GOAL: Convert the entries, from the line containing "of the fence" through the end of the records, into a Markdown table with the columns "Row" and "Text", numbering each line and leaving out blank lines and pictures.

Records from a data source:
[START]
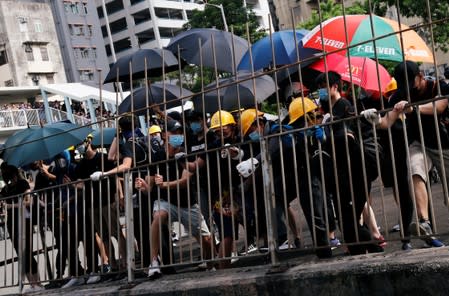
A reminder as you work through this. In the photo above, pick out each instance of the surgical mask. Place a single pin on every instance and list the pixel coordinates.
(176, 140)
(196, 127)
(254, 136)
(81, 149)
(323, 94)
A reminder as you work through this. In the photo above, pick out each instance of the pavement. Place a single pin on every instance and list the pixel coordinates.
(420, 271)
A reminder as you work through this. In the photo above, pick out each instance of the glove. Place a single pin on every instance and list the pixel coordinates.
(96, 176)
(180, 156)
(247, 167)
(318, 133)
(372, 116)
(225, 152)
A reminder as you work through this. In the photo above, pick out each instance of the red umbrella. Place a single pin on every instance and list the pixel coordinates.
(363, 70)
(360, 30)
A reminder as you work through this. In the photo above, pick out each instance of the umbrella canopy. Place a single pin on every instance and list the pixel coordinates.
(285, 45)
(107, 134)
(235, 95)
(156, 93)
(359, 70)
(36, 143)
(206, 47)
(152, 61)
(359, 29)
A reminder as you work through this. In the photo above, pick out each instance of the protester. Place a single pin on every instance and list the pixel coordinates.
(413, 85)
(171, 185)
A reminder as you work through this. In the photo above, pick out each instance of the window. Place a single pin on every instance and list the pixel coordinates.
(84, 5)
(89, 31)
(44, 53)
(23, 21)
(50, 78)
(84, 53)
(3, 57)
(35, 78)
(86, 75)
(29, 52)
(74, 8)
(38, 27)
(93, 53)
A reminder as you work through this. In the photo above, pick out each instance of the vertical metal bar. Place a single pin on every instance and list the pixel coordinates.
(129, 217)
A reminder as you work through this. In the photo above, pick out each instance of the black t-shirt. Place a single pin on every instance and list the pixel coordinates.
(172, 170)
(19, 187)
(92, 188)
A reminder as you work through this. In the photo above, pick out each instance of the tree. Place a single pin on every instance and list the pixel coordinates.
(329, 9)
(439, 13)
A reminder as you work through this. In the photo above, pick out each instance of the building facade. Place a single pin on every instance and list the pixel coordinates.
(29, 47)
(135, 24)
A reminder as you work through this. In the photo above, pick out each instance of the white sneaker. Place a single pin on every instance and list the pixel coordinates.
(251, 249)
(154, 270)
(93, 279)
(32, 289)
(286, 245)
(234, 258)
(73, 282)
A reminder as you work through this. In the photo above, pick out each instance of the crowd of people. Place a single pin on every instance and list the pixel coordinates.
(238, 170)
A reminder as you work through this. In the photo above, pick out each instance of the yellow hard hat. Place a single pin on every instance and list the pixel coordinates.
(297, 109)
(391, 86)
(154, 129)
(247, 118)
(221, 118)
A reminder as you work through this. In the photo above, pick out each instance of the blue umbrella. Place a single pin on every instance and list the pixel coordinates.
(285, 46)
(36, 143)
(108, 135)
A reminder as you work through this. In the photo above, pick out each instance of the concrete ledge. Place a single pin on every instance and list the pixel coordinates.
(418, 272)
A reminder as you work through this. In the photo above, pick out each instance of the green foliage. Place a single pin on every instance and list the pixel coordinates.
(329, 9)
(439, 12)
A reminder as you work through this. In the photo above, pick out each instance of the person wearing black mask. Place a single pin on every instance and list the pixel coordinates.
(414, 88)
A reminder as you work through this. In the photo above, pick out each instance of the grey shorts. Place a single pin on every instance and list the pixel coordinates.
(420, 162)
(186, 216)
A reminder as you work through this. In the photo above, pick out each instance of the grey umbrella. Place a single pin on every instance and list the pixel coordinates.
(240, 91)
(164, 95)
(152, 61)
(199, 46)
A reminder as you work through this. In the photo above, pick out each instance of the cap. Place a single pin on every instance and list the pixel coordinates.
(173, 125)
(399, 74)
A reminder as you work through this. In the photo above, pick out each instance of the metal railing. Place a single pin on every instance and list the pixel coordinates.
(309, 180)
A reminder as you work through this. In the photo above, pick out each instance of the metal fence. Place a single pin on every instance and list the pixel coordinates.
(238, 195)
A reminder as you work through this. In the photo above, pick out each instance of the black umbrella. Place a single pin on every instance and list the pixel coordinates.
(240, 91)
(156, 93)
(196, 47)
(153, 61)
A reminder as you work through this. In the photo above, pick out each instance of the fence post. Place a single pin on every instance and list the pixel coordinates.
(129, 222)
(270, 202)
(22, 242)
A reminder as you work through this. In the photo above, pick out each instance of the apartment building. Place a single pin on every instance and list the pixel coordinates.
(138, 24)
(29, 47)
(79, 34)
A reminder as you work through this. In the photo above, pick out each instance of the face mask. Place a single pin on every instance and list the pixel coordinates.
(254, 136)
(196, 127)
(323, 95)
(81, 149)
(176, 140)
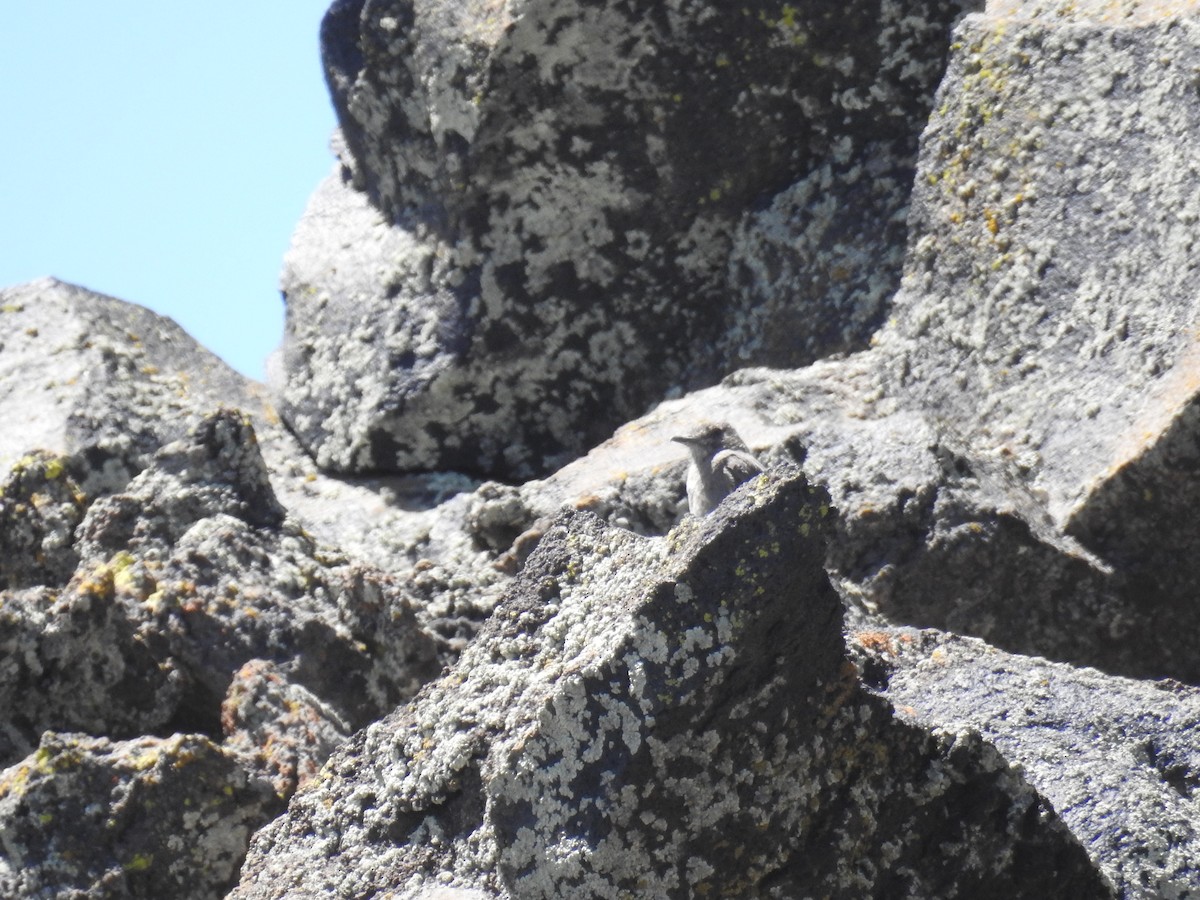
[END]
ANSWER TO THE PROBLEM:
| Row | Text |
|---|---|
| 1 | A reminder as you work through this. In the photo above, pick out each instance of the fence post. Place a single pin on every instance and list the pixel coordinates. |
| 2 | (129, 222) |
| 3 | (270, 202) |
| 4 | (22, 242) |
| 5 | A reminder as you work through this. In the photo above, pick out each instance of the apartment building. Place a single pin on every instance and list the pixel coordinates. |
| 6 | (138, 24) |
| 7 | (29, 47) |
| 8 | (79, 34) |
| 9 | A reminder as you work through this. In the photo above, pick out each instance of the face mask. Place a single pin on every instance and list the pixel coordinates. |
| 10 | (254, 136) |
| 11 | (196, 127) |
| 12 | (323, 95) |
| 13 | (81, 149) |
| 14 | (176, 140) |